- **Short problem**
Change "farthest from its outline" to "farthest from its edge" in everything from the line containing "Where can the rabbit's eye" down to the end of the material, and give those lines back with nothing else altered.

- **Available data**
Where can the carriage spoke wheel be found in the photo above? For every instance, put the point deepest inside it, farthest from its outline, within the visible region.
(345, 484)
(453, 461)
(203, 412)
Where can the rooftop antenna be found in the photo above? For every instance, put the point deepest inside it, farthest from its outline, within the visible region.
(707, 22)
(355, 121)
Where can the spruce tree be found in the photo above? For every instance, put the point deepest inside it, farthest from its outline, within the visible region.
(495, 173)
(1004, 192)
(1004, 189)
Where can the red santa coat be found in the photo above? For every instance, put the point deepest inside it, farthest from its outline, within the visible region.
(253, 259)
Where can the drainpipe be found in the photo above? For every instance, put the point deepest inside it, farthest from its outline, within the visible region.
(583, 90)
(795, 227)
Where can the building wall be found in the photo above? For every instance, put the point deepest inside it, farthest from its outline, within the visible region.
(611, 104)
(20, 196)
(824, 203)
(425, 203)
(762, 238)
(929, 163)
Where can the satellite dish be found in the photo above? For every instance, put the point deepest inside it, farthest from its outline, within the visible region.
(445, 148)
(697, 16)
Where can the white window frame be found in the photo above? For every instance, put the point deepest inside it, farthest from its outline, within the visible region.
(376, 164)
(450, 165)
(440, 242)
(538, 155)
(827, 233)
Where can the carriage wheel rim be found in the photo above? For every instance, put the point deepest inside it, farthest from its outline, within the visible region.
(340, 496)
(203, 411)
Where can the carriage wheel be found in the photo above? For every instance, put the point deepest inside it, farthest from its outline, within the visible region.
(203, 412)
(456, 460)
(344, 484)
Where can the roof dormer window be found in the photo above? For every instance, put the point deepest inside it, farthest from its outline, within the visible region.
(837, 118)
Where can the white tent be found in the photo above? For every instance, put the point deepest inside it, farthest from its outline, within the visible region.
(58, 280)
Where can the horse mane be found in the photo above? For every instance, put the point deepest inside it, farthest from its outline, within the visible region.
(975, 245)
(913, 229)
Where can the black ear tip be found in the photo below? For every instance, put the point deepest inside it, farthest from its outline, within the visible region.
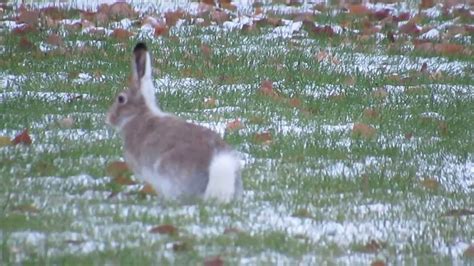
(140, 46)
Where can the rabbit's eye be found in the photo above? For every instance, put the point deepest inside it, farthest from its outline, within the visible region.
(121, 99)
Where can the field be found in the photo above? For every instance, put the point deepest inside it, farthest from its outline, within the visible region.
(355, 124)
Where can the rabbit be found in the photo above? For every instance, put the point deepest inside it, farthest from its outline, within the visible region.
(179, 159)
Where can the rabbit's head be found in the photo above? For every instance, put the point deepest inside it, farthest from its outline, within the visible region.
(139, 97)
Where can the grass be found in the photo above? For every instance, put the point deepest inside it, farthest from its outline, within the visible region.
(315, 194)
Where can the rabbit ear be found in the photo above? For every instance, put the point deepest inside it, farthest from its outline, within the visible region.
(141, 63)
(141, 73)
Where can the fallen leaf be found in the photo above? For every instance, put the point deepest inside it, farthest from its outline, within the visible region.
(5, 141)
(234, 125)
(117, 168)
(266, 88)
(22, 138)
(426, 4)
(66, 122)
(378, 263)
(371, 113)
(181, 246)
(147, 190)
(214, 261)
(363, 130)
(358, 9)
(124, 180)
(165, 229)
(380, 93)
(232, 230)
(448, 48)
(459, 212)
(121, 34)
(210, 102)
(430, 183)
(25, 208)
(55, 39)
(469, 252)
(263, 138)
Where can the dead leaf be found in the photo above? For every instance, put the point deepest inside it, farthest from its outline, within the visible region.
(121, 34)
(5, 141)
(66, 122)
(214, 261)
(123, 180)
(371, 113)
(55, 39)
(26, 44)
(232, 230)
(469, 252)
(380, 93)
(234, 125)
(459, 212)
(147, 190)
(358, 10)
(263, 138)
(181, 246)
(25, 208)
(266, 88)
(22, 138)
(363, 130)
(378, 263)
(448, 48)
(426, 4)
(430, 183)
(164, 229)
(161, 30)
(210, 102)
(117, 168)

- **Reply**
Where can the rabbit's eye be found in the photo above? For every instance, put the point deepest inside it, farthest from its edge, within the visible region.
(121, 99)
Where can the field be found in the photo above? For every instance, put the point deepest inside it, farthest from its edge, within the visible region.
(355, 124)
Where can the rabbit be found in the photo above? For every instance, put the point deepest inside it, farthest from its edge, within the visible region.
(179, 159)
Where can the rabbit's head be found in the photo above? For every instance, put the point deepest inside it, farthest from its edge, within the visible region.
(139, 97)
Where can the grass be found in the photo above? For every instance, put the point deepest inside it, farthest from its edge, within the visible region.
(315, 194)
Where can the rabbit ear be found in the photo above? For every instance, put the point deepest inside it, farthest from its edge, within the visible region.
(141, 63)
(141, 73)
Where can the fallen leaf be found in the photo above? For every instance, put the point deepest inside it, farthest from its edge, within the visible region.
(5, 141)
(234, 125)
(117, 168)
(266, 88)
(22, 138)
(426, 4)
(66, 122)
(378, 263)
(371, 113)
(181, 246)
(147, 190)
(214, 261)
(363, 130)
(358, 9)
(124, 180)
(165, 229)
(380, 93)
(232, 230)
(448, 48)
(459, 212)
(121, 34)
(210, 102)
(430, 183)
(25, 208)
(55, 39)
(469, 252)
(263, 138)
Where can the dead leaf be found in the photo above? For every instance, put the point deepest inside it, farthest from its edge, within the visible region.
(121, 34)
(5, 141)
(66, 122)
(214, 261)
(123, 180)
(371, 113)
(55, 39)
(26, 44)
(232, 230)
(469, 252)
(380, 93)
(234, 125)
(459, 212)
(147, 190)
(358, 10)
(263, 138)
(181, 246)
(25, 208)
(266, 88)
(22, 138)
(363, 130)
(378, 263)
(448, 48)
(426, 4)
(430, 183)
(164, 229)
(161, 30)
(210, 102)
(117, 168)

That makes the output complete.